▶ [Material for this task]

━━━━━━━━━━━━━━━━━━━━━━━━━━━━━━

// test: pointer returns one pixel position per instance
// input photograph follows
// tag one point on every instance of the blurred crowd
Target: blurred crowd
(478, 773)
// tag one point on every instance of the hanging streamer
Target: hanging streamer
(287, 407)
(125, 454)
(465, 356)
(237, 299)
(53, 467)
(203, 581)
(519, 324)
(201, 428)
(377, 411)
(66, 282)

━━━━━━━━━━━━━━━━━━━━━━━━━━━━━━

▶ [Work task]
A single number is the whole answer here: the number of lines in the data that include "every".

▶ [Written answer]
2